### AIM OF THE TASK
Return every line of the material that contains the string "cloud", copying each line as it appears.

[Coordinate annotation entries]
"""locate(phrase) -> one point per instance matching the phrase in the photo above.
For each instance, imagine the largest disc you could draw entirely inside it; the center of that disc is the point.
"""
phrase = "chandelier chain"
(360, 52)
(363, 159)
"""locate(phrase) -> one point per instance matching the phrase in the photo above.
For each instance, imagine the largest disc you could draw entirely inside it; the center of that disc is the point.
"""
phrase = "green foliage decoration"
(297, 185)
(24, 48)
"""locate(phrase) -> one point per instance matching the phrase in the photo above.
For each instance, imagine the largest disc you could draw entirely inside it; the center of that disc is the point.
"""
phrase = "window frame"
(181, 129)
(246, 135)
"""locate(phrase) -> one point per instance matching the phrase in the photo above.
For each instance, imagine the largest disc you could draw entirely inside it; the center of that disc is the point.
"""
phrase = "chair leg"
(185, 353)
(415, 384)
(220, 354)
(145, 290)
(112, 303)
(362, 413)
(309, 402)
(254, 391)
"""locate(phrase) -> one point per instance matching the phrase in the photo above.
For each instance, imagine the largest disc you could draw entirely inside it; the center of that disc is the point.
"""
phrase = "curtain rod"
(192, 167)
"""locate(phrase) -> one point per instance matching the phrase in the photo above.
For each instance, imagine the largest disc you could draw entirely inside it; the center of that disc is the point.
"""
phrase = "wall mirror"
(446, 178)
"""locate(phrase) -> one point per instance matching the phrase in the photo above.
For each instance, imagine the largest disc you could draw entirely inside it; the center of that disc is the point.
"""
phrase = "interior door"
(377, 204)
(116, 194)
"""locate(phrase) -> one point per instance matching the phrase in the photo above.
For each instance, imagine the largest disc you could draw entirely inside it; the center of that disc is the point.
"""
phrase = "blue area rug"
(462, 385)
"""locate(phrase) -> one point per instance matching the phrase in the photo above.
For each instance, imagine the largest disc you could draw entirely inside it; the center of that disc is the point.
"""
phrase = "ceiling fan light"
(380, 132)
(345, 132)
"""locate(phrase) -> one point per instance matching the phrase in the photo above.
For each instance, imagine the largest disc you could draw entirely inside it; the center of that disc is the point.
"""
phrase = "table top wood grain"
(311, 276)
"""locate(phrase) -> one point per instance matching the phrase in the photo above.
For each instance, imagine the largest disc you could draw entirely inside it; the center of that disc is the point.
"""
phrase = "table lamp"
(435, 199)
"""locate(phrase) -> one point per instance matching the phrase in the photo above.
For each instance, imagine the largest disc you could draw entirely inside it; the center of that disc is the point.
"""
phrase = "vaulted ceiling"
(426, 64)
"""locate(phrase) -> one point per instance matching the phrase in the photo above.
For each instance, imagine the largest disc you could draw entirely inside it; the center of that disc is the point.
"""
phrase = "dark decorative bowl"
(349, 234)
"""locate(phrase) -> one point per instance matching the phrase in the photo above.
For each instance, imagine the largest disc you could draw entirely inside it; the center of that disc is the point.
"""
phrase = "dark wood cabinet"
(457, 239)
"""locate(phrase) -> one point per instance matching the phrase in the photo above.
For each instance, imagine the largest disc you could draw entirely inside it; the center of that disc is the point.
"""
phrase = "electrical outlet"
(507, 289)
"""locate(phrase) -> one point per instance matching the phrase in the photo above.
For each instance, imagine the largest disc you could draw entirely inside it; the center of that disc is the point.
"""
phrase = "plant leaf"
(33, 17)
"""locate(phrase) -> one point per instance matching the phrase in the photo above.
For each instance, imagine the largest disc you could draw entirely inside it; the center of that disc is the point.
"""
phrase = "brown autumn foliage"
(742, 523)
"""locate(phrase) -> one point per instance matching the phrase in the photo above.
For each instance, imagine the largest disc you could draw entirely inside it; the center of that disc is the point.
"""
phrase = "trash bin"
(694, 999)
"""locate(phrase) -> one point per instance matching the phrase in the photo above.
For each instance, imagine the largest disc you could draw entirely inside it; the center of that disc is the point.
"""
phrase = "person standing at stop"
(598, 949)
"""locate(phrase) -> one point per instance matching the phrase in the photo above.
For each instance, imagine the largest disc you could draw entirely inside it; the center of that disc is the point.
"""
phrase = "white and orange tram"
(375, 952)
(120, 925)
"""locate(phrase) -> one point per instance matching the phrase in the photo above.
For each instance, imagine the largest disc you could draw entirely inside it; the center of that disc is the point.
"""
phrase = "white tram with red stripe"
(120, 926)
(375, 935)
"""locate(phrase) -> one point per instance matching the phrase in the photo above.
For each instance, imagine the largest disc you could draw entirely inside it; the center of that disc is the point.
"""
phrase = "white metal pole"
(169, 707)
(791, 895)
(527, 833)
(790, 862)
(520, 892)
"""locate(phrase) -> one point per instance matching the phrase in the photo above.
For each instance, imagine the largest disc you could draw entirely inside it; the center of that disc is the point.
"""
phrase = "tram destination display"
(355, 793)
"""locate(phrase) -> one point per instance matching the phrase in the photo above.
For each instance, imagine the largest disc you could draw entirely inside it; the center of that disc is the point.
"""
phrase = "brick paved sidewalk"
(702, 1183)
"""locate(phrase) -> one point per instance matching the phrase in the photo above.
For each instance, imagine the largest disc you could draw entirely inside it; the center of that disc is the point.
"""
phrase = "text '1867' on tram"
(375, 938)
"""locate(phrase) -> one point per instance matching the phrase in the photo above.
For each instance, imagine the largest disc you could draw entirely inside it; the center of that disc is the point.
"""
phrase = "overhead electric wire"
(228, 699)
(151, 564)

==

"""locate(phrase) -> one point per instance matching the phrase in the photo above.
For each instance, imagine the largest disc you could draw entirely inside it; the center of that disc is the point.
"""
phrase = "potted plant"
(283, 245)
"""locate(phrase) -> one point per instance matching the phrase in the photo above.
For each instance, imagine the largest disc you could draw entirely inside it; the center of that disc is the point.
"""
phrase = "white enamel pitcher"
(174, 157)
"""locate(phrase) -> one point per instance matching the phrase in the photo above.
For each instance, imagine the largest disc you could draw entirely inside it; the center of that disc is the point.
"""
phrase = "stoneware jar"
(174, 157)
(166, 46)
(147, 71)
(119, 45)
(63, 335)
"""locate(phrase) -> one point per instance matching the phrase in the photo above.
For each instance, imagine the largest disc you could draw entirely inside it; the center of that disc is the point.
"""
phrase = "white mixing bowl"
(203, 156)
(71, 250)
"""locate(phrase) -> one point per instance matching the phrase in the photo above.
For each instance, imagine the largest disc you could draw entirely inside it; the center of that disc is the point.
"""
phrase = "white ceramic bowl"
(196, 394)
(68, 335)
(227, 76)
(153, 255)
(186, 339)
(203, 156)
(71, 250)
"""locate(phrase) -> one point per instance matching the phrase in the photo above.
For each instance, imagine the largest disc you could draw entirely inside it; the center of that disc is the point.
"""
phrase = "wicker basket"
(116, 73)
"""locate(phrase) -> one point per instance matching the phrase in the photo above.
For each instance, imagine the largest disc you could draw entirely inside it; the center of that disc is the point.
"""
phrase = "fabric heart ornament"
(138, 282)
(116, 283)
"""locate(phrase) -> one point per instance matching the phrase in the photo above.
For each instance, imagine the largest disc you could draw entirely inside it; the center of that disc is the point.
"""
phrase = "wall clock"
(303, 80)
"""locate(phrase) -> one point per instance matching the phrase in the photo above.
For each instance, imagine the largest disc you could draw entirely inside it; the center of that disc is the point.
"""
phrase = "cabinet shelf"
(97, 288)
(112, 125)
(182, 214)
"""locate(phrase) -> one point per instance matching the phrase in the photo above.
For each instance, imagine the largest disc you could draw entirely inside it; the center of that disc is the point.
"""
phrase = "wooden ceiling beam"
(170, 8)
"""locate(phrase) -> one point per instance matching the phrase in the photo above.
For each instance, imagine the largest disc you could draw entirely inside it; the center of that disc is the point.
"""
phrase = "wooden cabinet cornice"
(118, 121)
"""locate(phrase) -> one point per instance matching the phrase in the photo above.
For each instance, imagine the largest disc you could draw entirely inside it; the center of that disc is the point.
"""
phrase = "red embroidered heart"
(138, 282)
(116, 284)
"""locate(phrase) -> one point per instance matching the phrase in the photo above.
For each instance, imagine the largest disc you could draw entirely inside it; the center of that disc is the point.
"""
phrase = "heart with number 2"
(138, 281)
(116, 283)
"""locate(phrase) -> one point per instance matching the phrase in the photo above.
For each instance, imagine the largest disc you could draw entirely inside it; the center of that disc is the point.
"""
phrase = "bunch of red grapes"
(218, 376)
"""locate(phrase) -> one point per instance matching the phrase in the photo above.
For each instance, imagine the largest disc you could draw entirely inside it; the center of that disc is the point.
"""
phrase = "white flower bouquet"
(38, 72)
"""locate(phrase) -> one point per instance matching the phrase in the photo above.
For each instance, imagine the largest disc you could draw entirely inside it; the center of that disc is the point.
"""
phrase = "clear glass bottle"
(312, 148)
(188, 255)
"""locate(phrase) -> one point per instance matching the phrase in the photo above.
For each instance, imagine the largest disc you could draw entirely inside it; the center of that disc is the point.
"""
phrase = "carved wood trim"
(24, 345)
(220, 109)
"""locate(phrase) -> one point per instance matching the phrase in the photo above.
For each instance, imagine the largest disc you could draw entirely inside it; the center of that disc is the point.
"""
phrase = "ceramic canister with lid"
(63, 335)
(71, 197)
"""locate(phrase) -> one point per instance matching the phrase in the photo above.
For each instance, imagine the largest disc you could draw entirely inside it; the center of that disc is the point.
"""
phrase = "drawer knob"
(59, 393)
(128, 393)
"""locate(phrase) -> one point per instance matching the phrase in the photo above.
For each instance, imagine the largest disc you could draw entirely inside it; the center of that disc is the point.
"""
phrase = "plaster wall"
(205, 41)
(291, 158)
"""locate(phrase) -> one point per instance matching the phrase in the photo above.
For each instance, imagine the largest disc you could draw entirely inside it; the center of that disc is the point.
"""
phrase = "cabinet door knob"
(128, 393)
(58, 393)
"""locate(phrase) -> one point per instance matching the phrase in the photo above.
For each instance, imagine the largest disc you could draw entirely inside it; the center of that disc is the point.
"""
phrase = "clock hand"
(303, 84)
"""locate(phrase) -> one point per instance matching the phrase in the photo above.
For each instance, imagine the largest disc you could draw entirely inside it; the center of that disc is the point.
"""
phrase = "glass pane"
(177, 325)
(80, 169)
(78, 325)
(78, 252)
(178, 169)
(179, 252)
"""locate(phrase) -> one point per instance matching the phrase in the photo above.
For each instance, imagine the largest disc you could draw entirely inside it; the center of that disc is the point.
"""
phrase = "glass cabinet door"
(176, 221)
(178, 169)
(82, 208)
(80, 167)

==

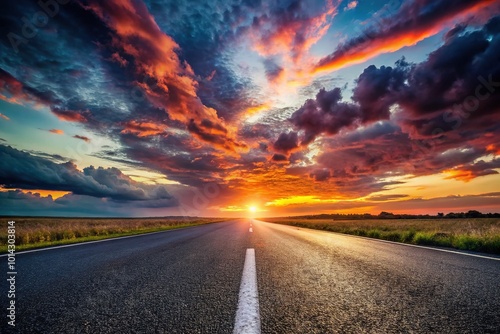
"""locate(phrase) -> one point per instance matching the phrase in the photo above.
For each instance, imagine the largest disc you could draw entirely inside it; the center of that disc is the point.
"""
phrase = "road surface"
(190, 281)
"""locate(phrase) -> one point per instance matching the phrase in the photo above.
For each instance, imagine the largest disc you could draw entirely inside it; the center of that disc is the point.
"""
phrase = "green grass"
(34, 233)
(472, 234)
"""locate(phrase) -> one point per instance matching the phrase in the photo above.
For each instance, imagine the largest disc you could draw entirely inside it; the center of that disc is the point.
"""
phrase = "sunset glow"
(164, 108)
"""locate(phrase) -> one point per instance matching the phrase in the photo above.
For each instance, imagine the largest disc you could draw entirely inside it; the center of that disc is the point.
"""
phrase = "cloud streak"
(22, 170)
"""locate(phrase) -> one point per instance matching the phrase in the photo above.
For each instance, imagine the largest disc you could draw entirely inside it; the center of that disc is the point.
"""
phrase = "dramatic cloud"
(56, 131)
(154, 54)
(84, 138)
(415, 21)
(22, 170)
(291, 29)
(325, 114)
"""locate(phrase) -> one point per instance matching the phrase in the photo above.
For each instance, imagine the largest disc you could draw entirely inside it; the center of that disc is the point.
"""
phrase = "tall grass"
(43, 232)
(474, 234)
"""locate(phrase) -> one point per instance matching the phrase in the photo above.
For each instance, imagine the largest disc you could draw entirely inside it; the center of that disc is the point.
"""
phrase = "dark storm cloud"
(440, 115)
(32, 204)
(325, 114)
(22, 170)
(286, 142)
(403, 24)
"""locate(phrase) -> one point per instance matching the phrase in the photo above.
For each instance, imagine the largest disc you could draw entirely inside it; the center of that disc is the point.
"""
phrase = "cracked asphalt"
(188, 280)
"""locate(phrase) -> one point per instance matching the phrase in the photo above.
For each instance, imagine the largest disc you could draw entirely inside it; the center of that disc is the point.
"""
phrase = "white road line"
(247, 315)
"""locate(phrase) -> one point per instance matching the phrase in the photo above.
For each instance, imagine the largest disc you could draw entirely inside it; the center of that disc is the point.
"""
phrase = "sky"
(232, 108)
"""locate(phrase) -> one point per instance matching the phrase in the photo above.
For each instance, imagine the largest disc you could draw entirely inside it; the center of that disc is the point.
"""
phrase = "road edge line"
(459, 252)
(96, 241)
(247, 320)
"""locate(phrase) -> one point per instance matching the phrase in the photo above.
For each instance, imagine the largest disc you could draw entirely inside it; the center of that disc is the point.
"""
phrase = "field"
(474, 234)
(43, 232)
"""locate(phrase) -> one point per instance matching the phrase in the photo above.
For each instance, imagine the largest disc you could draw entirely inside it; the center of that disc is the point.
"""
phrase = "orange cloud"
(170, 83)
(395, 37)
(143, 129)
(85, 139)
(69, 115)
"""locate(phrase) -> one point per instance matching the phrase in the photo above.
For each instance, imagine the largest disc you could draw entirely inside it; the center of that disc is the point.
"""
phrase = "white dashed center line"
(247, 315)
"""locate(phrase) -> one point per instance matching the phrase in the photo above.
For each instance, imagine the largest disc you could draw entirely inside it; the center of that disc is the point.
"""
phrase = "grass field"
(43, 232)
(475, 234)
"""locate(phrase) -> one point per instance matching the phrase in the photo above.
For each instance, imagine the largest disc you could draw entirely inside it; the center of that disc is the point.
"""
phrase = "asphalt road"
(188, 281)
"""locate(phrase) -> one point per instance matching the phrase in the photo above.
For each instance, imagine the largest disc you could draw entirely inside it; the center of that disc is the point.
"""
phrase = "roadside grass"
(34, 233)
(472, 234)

### FINISHED TASK
phrase = "cloud streak"
phrase = "dramatic cloud"
phrase = "dark storm cloud"
phrase = "orange cloud"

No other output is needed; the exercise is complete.